## GIVEN REQUEST
Using the data below, repeat all of it precisely.

## EXERCISE INPUTS
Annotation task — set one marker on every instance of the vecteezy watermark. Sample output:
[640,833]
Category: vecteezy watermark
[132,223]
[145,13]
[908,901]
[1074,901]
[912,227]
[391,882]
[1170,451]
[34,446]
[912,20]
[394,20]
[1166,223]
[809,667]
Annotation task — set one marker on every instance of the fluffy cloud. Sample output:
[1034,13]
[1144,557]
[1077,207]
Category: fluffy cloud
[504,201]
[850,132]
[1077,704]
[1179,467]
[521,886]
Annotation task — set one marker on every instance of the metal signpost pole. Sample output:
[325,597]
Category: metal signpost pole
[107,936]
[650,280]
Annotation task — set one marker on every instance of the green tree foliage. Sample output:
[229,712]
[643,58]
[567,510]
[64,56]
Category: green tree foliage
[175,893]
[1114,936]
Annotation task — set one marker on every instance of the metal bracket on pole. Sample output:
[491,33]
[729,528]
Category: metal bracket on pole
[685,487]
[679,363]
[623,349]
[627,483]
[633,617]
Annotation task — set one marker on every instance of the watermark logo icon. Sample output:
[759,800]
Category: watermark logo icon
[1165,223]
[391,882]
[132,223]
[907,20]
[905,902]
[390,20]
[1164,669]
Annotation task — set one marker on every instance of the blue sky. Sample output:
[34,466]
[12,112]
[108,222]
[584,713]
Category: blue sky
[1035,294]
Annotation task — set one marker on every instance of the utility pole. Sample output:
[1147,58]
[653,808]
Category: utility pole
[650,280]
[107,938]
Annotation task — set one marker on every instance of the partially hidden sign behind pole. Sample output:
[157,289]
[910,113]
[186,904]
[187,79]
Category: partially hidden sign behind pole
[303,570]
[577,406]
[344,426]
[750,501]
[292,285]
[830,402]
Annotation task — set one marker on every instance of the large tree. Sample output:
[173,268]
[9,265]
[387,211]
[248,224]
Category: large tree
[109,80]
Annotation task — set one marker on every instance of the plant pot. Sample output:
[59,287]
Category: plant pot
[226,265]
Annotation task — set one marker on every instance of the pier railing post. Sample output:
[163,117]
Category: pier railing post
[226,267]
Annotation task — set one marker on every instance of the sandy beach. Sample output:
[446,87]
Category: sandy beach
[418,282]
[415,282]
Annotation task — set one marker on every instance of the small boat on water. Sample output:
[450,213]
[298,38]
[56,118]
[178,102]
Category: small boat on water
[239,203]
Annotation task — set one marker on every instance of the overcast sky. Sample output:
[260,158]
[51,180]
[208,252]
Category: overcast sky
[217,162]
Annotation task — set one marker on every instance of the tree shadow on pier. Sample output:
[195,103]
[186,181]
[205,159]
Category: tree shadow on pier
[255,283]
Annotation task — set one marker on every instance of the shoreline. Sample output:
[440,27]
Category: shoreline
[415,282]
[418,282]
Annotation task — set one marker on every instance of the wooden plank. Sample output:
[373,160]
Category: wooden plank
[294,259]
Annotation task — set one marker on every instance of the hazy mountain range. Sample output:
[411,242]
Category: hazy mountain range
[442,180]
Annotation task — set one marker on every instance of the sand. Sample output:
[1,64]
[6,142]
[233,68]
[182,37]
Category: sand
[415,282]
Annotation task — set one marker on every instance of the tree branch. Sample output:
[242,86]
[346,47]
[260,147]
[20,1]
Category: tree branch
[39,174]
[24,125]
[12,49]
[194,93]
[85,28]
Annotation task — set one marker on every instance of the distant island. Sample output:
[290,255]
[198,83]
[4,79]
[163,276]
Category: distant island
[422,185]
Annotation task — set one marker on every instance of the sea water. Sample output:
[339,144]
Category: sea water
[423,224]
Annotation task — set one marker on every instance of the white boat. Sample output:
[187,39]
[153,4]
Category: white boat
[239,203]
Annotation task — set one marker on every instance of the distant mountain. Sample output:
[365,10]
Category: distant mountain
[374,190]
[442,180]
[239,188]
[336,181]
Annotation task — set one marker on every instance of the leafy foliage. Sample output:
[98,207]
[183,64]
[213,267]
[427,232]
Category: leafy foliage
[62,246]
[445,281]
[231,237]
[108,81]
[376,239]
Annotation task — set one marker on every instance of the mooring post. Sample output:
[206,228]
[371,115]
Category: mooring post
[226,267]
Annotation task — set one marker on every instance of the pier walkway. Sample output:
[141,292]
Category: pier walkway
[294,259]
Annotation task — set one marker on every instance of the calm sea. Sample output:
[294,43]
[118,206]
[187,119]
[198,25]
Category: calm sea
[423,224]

## FINAL RESULT
Annotation task — set one marker on every instance of the vecteezy watermark. Sample output:
[640,833]
Category: vecteezy watermark
[132,223]
[145,13]
[908,901]
[1074,901]
[912,227]
[391,882]
[1170,451]
[34,446]
[912,20]
[394,20]
[1166,223]
[809,667]
Annotation task — set one marker on every instance of the fluffy cloud. Sample output:
[1034,13]
[1144,557]
[1077,207]
Category: fluffy cloud
[504,201]
[850,132]
[1077,704]
[1179,467]
[521,886]
Annotation task — set one marker on every instance of the metal signpost pole. Sample output:
[325,597]
Category: metal signpost pole
[107,936]
[650,280]
Annotation task — set one marker on every instance of the green tree foliage. Sample output:
[229,712]
[643,58]
[567,510]
[64,56]
Category: green tree foliage
[175,893]
[1114,936]
Annotation task — set one marker on every instance of the metal bracket on pole. Sample output:
[491,33]
[729,528]
Category: metal bracket on pole
[685,487]
[679,363]
[623,349]
[627,483]
[633,617]
Annotation task — set one marker on every instance of the watermark logo icon. Sample output:
[759,800]
Category: watermark logo icon
[1165,223]
[391,882]
[132,223]
[907,20]
[905,902]
[390,20]
[1164,669]
Annotation task — set one marker on every instance of the blue sky. Sample output:
[34,466]
[12,112]
[108,222]
[584,713]
Category: blue sky
[1035,294]
Annotation task — set one marker on every instance of the utility pole. Sample output:
[1147,58]
[653,808]
Category: utility pole
[650,280]
[107,938]
Annotation task — set one marker on every instance of the partially hidden sign behind pole. Sample output:
[157,289]
[910,113]
[186,904]
[187,79]
Category: partially hidden sign behind pole
[303,570]
[577,406]
[344,426]
[750,501]
[292,285]
[830,402]
Annotation task — set one marker on every instance of the large tree. Sample output:
[173,268]
[9,265]
[387,211]
[248,224]
Category: large tree
[109,80]
Annotation task — set one marker on every instance of the plant pot. Sample output:
[59,287]
Category: plant pot
[226,265]
Annotation task — set one marker on every instance of the pier railing post. Sample output:
[163,117]
Category: pier railing post
[226,267]
Annotation task — set one marker on every instance of the sandy beach. Sample output:
[446,87]
Category: sandy beach
[418,282]
[415,282]
Annotation task — set one marker on every instance of the small boat on water. Sample output:
[450,213]
[298,38]
[56,118]
[178,102]
Category: small boat on water
[239,203]
Annotation task — set one marker on every instance of the overcast sky. Sample output:
[260,158]
[51,180]
[208,252]
Category: overcast sky
[217,162]
Annotation task — set one marker on every instance of the tree shadow on pier. Sample output:
[195,103]
[186,181]
[205,159]
Category: tree shadow on pier
[255,283]
Annotation task — set one marker on every instance of the shoreline. Sample output:
[440,27]
Category: shoreline
[415,282]
[418,282]
Annotation task — set one marker on every instance of the wooden plank. Sample output:
[373,160]
Category: wooden plank
[294,259]
Annotation task — set one marker on every instance of the hazy mountain range. Sample output:
[411,242]
Category: hazy mountain range
[442,180]
Annotation task — set one marker on every instance of the sand. Sample output:
[1,64]
[6,142]
[233,68]
[182,37]
Category: sand
[415,282]
Annotation task — set one marker on every instance of the tree branch. Sample output:
[242,86]
[346,47]
[260,147]
[20,1]
Category: tree branch
[39,174]
[24,125]
[12,49]
[194,93]
[85,28]
Annotation task — set one marker on every instance of the distant island. Sample output:
[290,255]
[198,83]
[4,79]
[163,276]
Category: distant island
[422,185]
Annotation task — set one marker on every instance of the sea water. Sample output:
[339,144]
Category: sea water
[423,224]
Annotation task — set one marker on every instance of the white boat. Sample output:
[187,39]
[153,4]
Category: white boat
[239,203]
Annotation task — set one marker on every instance of the distant mountain. Sample output:
[365,10]
Category: distant mountain
[374,190]
[442,180]
[239,188]
[336,181]
Annotation task — set one marker on every instance of the leafy foliage. Sample output:
[98,207]
[183,64]
[213,267]
[427,232]
Category: leafy foliage
[62,246]
[445,281]
[231,237]
[108,81]
[376,239]
Annotation task — set one marker on every instance of the mooring post. Sample output:
[206,228]
[371,115]
Category: mooring post
[226,267]
Annotation task — set one marker on every instance of the pier walkway. Sample output:
[141,292]
Category: pier walkway
[294,259]
Annotation task — set one marker on every instance of the calm sea. Sample output:
[294,43]
[118,206]
[187,119]
[198,25]
Category: calm sea
[423,224]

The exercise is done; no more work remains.